#### [Material to process]
★ ★ ★ ★ ★

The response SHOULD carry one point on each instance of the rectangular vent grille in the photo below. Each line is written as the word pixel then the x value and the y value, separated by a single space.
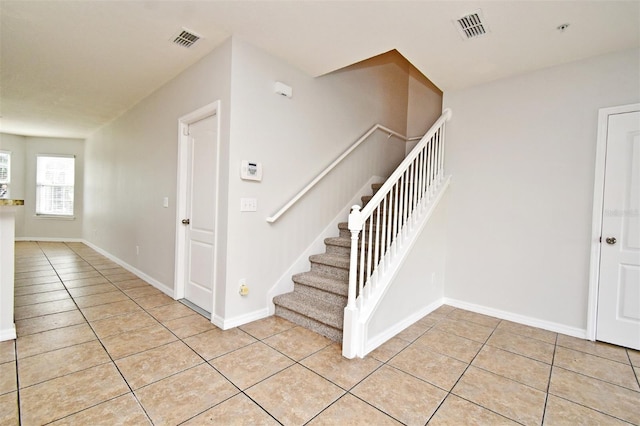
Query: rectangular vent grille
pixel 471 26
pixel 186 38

★ ★ ★ ★ ★

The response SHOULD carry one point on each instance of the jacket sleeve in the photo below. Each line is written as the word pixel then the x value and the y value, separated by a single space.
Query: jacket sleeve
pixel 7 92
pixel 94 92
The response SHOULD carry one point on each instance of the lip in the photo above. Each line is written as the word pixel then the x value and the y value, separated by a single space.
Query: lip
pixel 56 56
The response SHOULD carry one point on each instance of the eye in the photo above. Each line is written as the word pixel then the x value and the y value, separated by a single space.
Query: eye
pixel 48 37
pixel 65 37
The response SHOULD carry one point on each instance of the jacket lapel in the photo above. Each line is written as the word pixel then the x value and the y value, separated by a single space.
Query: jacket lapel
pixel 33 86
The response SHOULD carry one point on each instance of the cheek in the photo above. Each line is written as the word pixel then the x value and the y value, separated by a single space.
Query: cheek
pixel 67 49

★ ★ ★ ★ ★

Reproduce the lines of the records beginning with the line that contains "of the cheek" and continuing through the line that contains "pixel 67 49", substituting "image" for "photo" and leaving everything else unchanged. Give only those lines.

The response SHOULD carry one point on each instance of the cheek in the image above. Each line is written as the word pixel then the x value and the y value, separated by a single space.
Query: cheek
pixel 67 49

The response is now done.